#### [Passage for review]
——————

At Large

Hello in there…among other New Year resolutions

By Published On: December 30th, 2024

Ah, the New Year. New beginnings. New resolutions. New ads on television replacing the mind-numbing political rants which had blessedly been replaced by fake snow, jingle bells, and well-dressed couples with darling “central casting” children celebrating the arrival of their new bow-festooned Christmas automobiles.

Now we’re down to a devastating cycle of ads for pills, potions, and injectables that will do everything from restoring our thinning and retreating hairline to staving off the ravages of acid indigestion to taking the edge off some frankly frightening heart and breathing disorders. As long as we don’t pay attention to the rapid-fire disclaimers required by law that warn of side effects – including death – we’ll be fine. After all, we have their word on it.

The subtlety of narrowing the focus on our health in January is not without support from the marketing research folks who presume that a bit of over-indulgence from Thanksgiving through New Year’s Eve may have given us pause to consider the addition of a few more pounds, some mild shortness of breath when we climb the stairs, or the “just not 100%” we register when facing ourselves in the mirror.

It’s all correctable, we’re assured. A few pills, a new gym membership, a quick getaway to a Bahamian resort populated by models and carefully vetted local staff, and we’ll be good as new. No need to worry about wrinkles and difficulty remembering where we left the car keys … or the car. January is fountain-of-youth time, and we’re all invited to stop aging in its tracks and dive in for a bikini-clad swim.

——————

#### [Task prompt]
Update the part of the New Year column that opens with the words containing "Now we’re down" and closes with "in the mirror.", replacing "acid indigestion" with "heartburn". The listing that follows comes from a different source than the column above.

#### [Dataset content]
——————

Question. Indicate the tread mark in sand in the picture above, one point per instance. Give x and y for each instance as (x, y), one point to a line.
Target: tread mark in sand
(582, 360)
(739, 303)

——————

#### [Written answer]
Now we’re down to a devastating cycle of ads for pills, potions, and injectables that will do everything from restoring our thinning and retreating hairline to staving off the ravages of heartburn to taking the edge off some frankly frightening heart and breathing disorders. As long as we don’t pay attention to the rapid-fire disclaimers required by law that warn of side effects – including death – we’ll be fine. After all, we have their word on it.

The subtlety of narrowing the focus on our health in January is not without support from the marketing research folks who presume that a bit of over-indulgence from Thanksgiving through New Year’s Eve may have given us pause to consider the addition of a few more pounds, some mild shortness of breath when we climb the stairs, or the “just not 100%” we register when facing ourselves in the mirror.